| TASK INPUTS |
•••

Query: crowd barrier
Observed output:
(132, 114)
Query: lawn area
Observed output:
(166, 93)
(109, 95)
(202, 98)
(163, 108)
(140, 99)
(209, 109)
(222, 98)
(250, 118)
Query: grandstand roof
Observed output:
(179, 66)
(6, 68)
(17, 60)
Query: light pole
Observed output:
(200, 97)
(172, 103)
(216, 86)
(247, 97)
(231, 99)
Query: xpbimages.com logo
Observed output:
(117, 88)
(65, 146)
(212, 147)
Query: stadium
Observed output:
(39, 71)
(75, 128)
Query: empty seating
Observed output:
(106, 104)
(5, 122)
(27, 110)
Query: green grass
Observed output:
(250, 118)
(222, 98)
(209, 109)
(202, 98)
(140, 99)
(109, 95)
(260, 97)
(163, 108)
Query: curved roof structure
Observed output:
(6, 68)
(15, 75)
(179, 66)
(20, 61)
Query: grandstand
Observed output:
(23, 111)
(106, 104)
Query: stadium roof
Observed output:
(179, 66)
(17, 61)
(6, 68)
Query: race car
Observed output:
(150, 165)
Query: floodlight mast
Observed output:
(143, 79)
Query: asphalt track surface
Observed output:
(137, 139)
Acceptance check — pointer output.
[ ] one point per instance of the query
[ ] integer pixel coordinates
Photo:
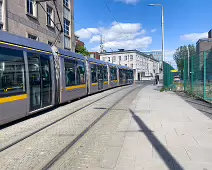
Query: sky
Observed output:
(132, 24)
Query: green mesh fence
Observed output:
(198, 75)
(168, 76)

•••

Copy the data character for character, but drop all pictures from the copy.

| REPLY |
Query: crowd barrier
Observed output:
(132, 114)
Query: lawn area
Observed output:
(166, 93)
(109, 95)
(202, 98)
(163, 108)
(140, 99)
(209, 109)
(222, 98)
(250, 118)
Query: grandstand roof
Observed output:
(179, 66)
(6, 68)
(17, 60)
Query: light pole
Observed output:
(200, 97)
(172, 103)
(216, 86)
(247, 97)
(231, 99)
Query: xpbimages.com logo
Observed output:
(117, 88)
(65, 146)
(212, 147)
Query: stadium
Observed output:
(39, 71)
(75, 128)
Query: empty seating
Observed output:
(106, 104)
(5, 122)
(27, 110)
Query: green grass
Observed output:
(250, 118)
(222, 98)
(209, 109)
(202, 98)
(140, 99)
(109, 95)
(260, 97)
(163, 108)
Query: curved roof structure
Observed output:
(6, 68)
(15, 75)
(179, 66)
(20, 61)
Query: grandstand
Observed output:
(23, 111)
(106, 104)
Query: stadium roof
Observed output:
(179, 66)
(17, 61)
(6, 68)
Query: race car
Observed output:
(150, 165)
Query: floodlight mast
Observed output:
(143, 79)
Query: asphalt track surface
Observed output:
(137, 139)
Acceptance check — pointer output.
[ ] one point per instance of the query
[ ] integer pixel coordinates
Photo:
Query: sky
Observed output:
(132, 24)
Query: green mesh fence
Observed output:
(198, 75)
(168, 76)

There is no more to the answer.